**STATED PROBLEM A**
Turn each line of the rows from the labeling collection into a JSON list of strings, one string per line, skipping blank lines and leaving out the pictures.
━━━━━ DOCUMENT SECTION
The Ninth Circuit first announced what it called the “genuine issue” rule in Safeco Ins. Co. of Am. v. Guyton (9th Cir. 1982) 692 F.2d 551, 557, where the Court of Appeals held that whether a carrier’s coverage position was reasonable could be decided as a matter of law when the decision involved a pure legal question:

Although the district court did not specify the grounds on which it entered judgment for [the carrier on the bad faith] cause of action, it may have concluded that since the policy in dispute involved a genuine issue regarding legal liability, [the carrier] could not, as a matter of law, have been acting in bad faith by refusing to pay on the Policyholders’ claims. . . . [W]e agree that there existed a genuine issue as to Safeco’s liability under California law. We therefore affirm the dismissal of Policyholder’s claims of bad faith.
See also, Hanson v. Prudential Ins. Co. of Am. (9th Cir 1986) 783 F.2d 762; Franceschi v. American Motorists Ins. Co.(9th Cir. 1988) 852 F.2d 1217.

The doctrine found its way into California decisional law in Opsal v. United Services Auto. Ass’n (1991) 2 Cal.App.4th 1197, 10 Cal.Rptr.2d 352 and was used to take away a bad faith verdict in Filippo Industries, Inc. v. Sun Ins. Co.(1999) 74 Cal.App.4th 1429, 88 Cal.Rptr.2d 881. In Fraley v. Allstate Ins. Co.(2000) 81 Cal.App.4th 1282, 97 Cal.Rptr.2d 386, the doctrine worked to uphold summary judgment where an insured and insurer disagreed over an allowable repair/replace period following appraisal during an homeowner insurance claim.

2. Genuine Dispute is applied to Factual Disputes.

It was 2001 when two decisions -one federal and one state – opened a floodgate of genuine dispute doctrine summary adjudication motions.

The first was Guebara v. Allstate Ins. Co. (9th Cir 2001) 237 F.3d 987. Published by the Ninth Circuit in January 2001, it announced that the genuine dispute doctrine would now be applied to factual disputes as well as legal ones.

In a 2-1 decision, the majority wrote:

The Ninth Circuit has affirmed the dismissal of bad faith claims in numerous cases over the past 17 years because of genuine issues about liability under California law. . . . No Ninth Circuit case, however,
has limited the genuine issue as to coverage rule to legal disputes. . . . Given the current state of California insurance law, the state appeals court’s recent decision in Fraley, and the decisions of this court and other federal courts, we decline to limit the genuine dispute doctrine to purely legal or contractual disputes. Rather then establish a bright-line rule, we Hold that the genuine dispute doctrine should be applied on a case-by-case basis. Id., 237 F.3d at 993-994.

The Guebara majority advised that while genuine dispute would now apply in fact situations where there was a “battle of experts,” it was not intended to “eliminate bad faith claims based on an insurer’s allegedly biased investigation,” and recited a non-exhaustive list of five circumstances where biased investigation claims could go to a jury. Id., 237 F.3d at 996.
━━━━━━━━━━
━━━━━ EXERCISE MATERIALS
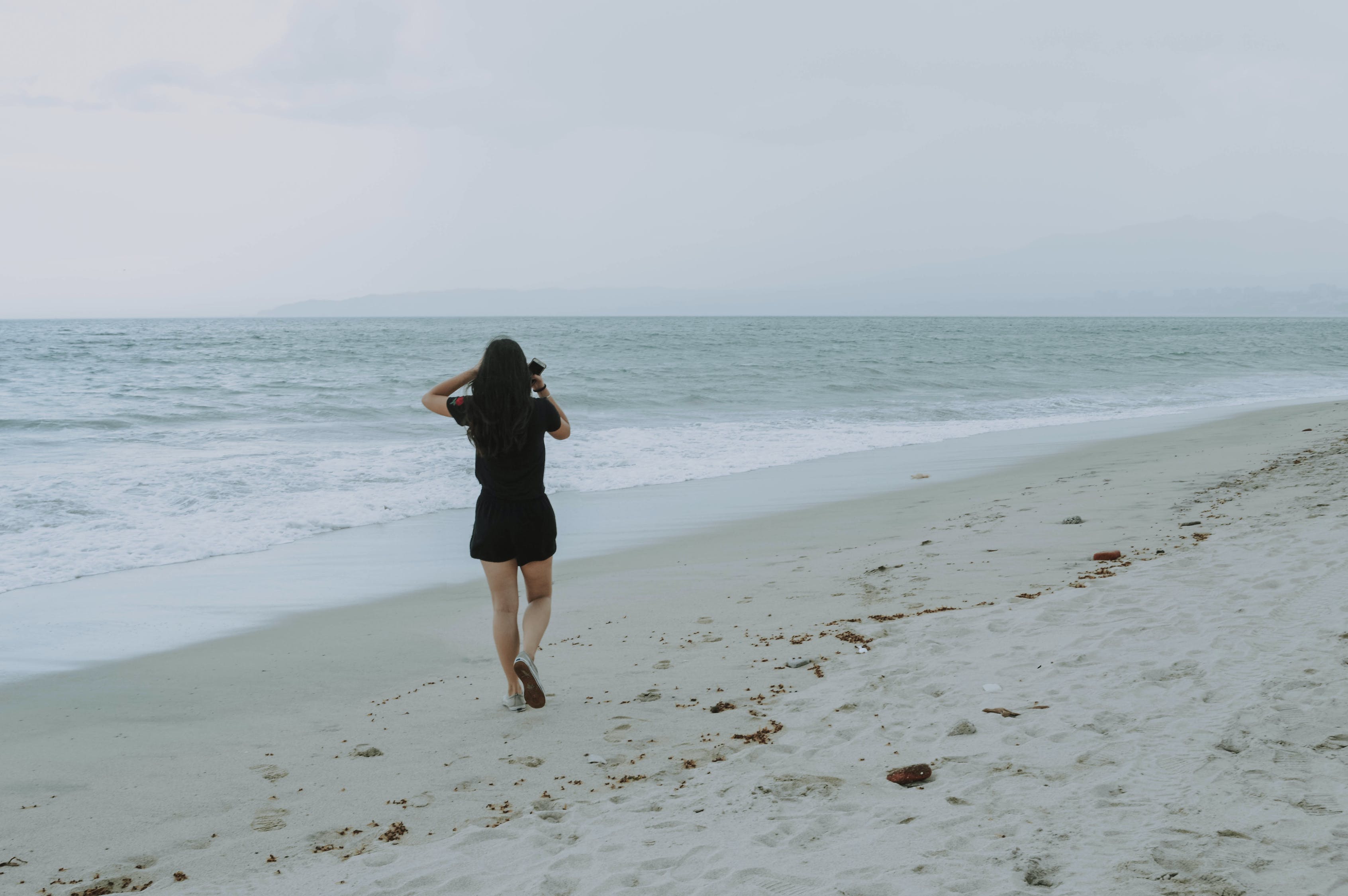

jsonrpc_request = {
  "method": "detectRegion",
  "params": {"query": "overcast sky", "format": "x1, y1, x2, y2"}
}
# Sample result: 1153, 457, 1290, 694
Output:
0, 0, 1348, 317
━━━━━━━━━━
**STATED PROBLEM B**
According to the text on the genuine dispute doctrine, in which case did the doctrine first enter California decisional law?

**WORKED SOLUTION A**
[
  "jsonrpc_request = {",
  "  \"method\": \"detectRegion\",",
  "  \"params\": {\"query\": \"overcast sky\", \"format\": \"x1, y1, x2, y2\"}",
  "}",
  "# Sample result: 1153, 457, 1290, 694",
  "Output:",
  "0, 0, 1348, 317"
]

**WORKED SOLUTION B**
Opsal v. United Services Auto. Ass'n (1991).